- Challenge 1
Reproduce the portion of the restitution passage below between "A sues B to" and "entitled to restitution.", inclusive.
- Challenge 2
In the restitution passage below, condense the paragraph beginning "Additionally, we note that LVNV" into a short bulleted list that keeps its main facts.
======== Reading text ========
A sues B to enforce a $5000 debt, obtaining a judgment that B satisfies. The judgment is subsequently determined to be void for want of jurisdiction. Before another court having jurisdiction over the parties, B seeks restitution of $5000; A establishes that the underlying $5000 debt was and remains legal, valid, and enforceable. B is not entitled to restitution.
Restatement (Third) of Restitution and Unjust Enrichment § 18 cmt. e (2011).

The circumstances of the illustration, however, assume that a judgment becomes void and unenforceable as a result of the court's lack of subject matter jurisdiction, rather than as a result of the misconduct of the judgment creditor. Where the filing of the collection action itself, without complying with licensing requirements that are designed to protect consumers from the misconduct of debt collectors -- is the source of the invalidity of the judgment, the level of injustice in the collection of money as a result of the void judgment is vastly different. Under the same comment, the Restatement provides the following: "The need to remedy this misapplication of legal process—so that the law not stultify itself by requiring what it has declared may not be required—constitutes an important reason for restitution that is independent of the individualized equities of the parties." Restatement (Third) of Restitution and Unjust Enrichment § 18 cmt e. (2011).

LVNV cites to Jason, supra, 227 Md. App. at 525 n. 4, for the proposition that "there is no law that would permit a disgorgement of profits remedy in such cases . . . ." We merely noted, without ruling on the issue, the same illustration from the Restatement.

Additionally, we note that LVNV should not have been prevented from seeking to introduce evidence related to the specific costs it absorbed in collecting from the appellees and in generating subsequent profits from those funds, if LVNV's immediate profits from the appellees' funds are awarded. See, e.g., Morgan, supra, 387 Md. at 169 (holding that the defendant's costs should be deducted from the disgorgement of his profits as a result of the unjust enrichment). "In so ruling, we do not condone the unlawful transactions, but instead apply the rules for restitution rather than impose civil or criminal penalties." Id. at 170. As LVNV argues on appeal, the costs associated with a defendant's receipt of the benefit is a permissible consideration in determining the amount of a monetary award under the theory of unjust enrichment. Accordingly, upon remand, LVNV should be permitted to introduce evidence relevant to the costs LVNV incurred in collecting money from the Subclass and, to the extent LVNV's profits from the appellees' funds are awarded, the associated profits it made as a result of those funds.
======== Supplied data ========
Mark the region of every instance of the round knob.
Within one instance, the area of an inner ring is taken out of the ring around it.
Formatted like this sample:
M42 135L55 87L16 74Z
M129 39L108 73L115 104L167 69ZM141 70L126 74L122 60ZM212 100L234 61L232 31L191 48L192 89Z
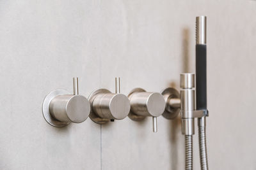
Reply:
M90 103L78 95L78 78L73 78L74 95L65 90L51 92L43 102L42 111L45 120L54 127L63 127L70 122L81 123L88 117Z
M89 116L90 103L83 96L61 95L51 101L49 111L59 121L81 123Z
M122 94L100 94L93 100L93 110L101 118L120 120L128 115L130 102Z
M125 118L131 108L130 101L120 94L120 78L116 78L116 93L107 89L99 89L89 96L91 104L90 118L95 123L106 124Z
M137 91L137 92L136 92ZM132 113L142 117L159 117L164 111L165 101L157 92L147 92L137 89L129 95Z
========
- Task result 1
A sues B to enforce a $5000 debt, obtaining a judgment that B satisfies. The judgment is subsequently determined to be void for want of jurisdiction. Before another court having jurisdiction over the parties, B seeks restitution of $5000; A establishes that the underlying $5000 debt was and remains legal, valid, and enforceable. B is not entitled to restitution.

- Task result 2
- If LVNV's immediate profits from the appellees' funds are awarded, LVNV should have been allowed to offer evidence of the specific costs it absorbed in collecting from the appellees and in generating later profits from those funds.
- Morgan, 387 Md. at 169, held that a defendant's costs should be deducted when its profits are disgorged for unjust enrichment. At 170, that court said it was applying restitution rules, not condoning the unlawful transactions or imposing civil or criminal penalties.
- As LVNV argues on appeal, the costs of receiving a benefit may be considered in setting a monetary award for unjust enrichment.
- On remand, LVNV may introduce evidence of the costs it incurred in collecting from the Subclass. If its profits from the appellees' funds are awarded, it may also introduce evidence of the profits it made from those funds.